Esquerda teve juventude, mas está longe do trabalhador

Há um evidente traço em comum nas três estrelas do campo da esquerda formalmente vencidas na eleição de hoje: a juventude.

Guilherme Boulos, Manuela D’Ávila e Marília Arraes (embora esta tenha tido um adversário novo na idade, mas velho na política oligárquica) trouxeram um sopro de renovação que há tempos não se sentia nas forças progressistas.

Não creiam que, já sessentão, esteja eu dizendo que os mais velhos não tenham mais o que fazer ou de dizer à política, e Lula está aí para prová-lo, inclusive por seu apoio aos três, inequívoco mesmo quando não expresso por querelas partidárias.

Os três personagens, porém, trazem mais do que a presença de uma nova geração – diferente da minha e da anterior a ela, formadas na luta contra a ditadura e no aprendizado da reconstrução de uma democracia podada, durante um quarto de século, da vida brasileira.

Trazem, com certeza, a força de um novo fenômeno político que é a irrupção das redes sociais como forma de interação entre as pessoas, até aqui muito mais proveitosa para a direita, que fez delas a propaganda do mais estúpido moralismo e a irracionalidade de louvar o que a faz mais medíocre e pobre.
....
Tarefas a realizar ->
[1] Copie fielmente a parte do texto sobre a esquerda que começa nas palavras "Esquerda teve juventude, mas" e vai até "nas forças progressistas.", inclusive.
[2] No texto sobre a esquerda, reescreva de forma mais curta o parágrafo que começa com "Trazem, com certeza", mantendo seus fatos principais.
[3] Continue o texto sobre a esquerda a partir da última frase apresentada.
O material a seguir não tem relação com o texto sobre a esquerda.

Itens do conjunto de dados ->
....
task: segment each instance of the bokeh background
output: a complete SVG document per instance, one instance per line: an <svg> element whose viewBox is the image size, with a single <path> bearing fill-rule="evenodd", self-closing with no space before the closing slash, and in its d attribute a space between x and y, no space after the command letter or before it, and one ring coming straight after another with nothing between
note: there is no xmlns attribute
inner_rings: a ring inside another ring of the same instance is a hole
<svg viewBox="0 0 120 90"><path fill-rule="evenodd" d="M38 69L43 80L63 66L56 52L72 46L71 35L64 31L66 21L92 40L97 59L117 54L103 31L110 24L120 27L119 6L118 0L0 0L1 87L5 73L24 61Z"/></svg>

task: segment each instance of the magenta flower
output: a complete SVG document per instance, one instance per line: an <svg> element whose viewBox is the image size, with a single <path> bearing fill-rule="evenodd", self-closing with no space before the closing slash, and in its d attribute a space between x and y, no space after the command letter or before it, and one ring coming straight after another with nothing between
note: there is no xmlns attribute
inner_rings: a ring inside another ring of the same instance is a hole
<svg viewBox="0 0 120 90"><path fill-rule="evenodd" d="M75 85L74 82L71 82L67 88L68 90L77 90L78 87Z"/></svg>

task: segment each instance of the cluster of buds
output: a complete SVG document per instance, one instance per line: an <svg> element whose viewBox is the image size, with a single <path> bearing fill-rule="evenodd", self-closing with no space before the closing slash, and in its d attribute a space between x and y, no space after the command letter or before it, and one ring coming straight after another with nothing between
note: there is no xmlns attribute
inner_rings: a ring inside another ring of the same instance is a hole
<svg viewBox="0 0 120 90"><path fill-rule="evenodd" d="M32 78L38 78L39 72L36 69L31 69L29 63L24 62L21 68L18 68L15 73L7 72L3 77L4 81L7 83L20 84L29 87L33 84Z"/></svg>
....
Respostas por tarefa ->
[1]
Esquerda teve juventude, mas está longe do trabalhador

Há um evidente traço em comum nas três estrelas do campo da esquerda formalmente vencidas na eleição de hoje: a juventude.

Guilherme Boulos, Manuela D’Ávila e Marília Arraes (embora esta tenha tido um adversário novo na idade, mas velho na política oligárquica) trouxeram um sopro de renovação que há tempos não se sentia nas forças progressistas.

[2] Os três trazem a força das redes sociais, novo fenômeno político de interação entre as pessoas. Até aqui, elas serviram mais à direita, que as usou para propagar um moralismo estúpido e a irracionalidade de louvar o que a torna mais medíocre e pobre.

[3]
Importam menos os quatro ou cinco por cento que lhes faltaram para vencer numericamente (porque a Boulos também faltaria isso, se a Covid não o tivesse tirado do último debate, na Globo) do que o fato de terem surgido no cenário político.

Dito isto, é preciso ver o que lhe faltou para vencerem.

Parece claro que foi o voto do povão, das periferias, a perda das estruturas de representação histórica das camadas populares, onde o discurso cosmopolita que trazem – e é bom que tragam – não é o que empolga, o que agrega e o que mobiliza as pessoas.

A grande crítica que se faz ao PT, a de ter se articulado com as camadas políticas convencionais, foi posta à prova nos últimos tempos. A campanha lavajatista deixou o partido sozinho, sem alianças e aliados, em estado “puro”. E, assim, minguou e vulnerou-se, quando não teve como evitar a destruição mental do que construiu de fato: a época de maior progresso da história recente do Brasil.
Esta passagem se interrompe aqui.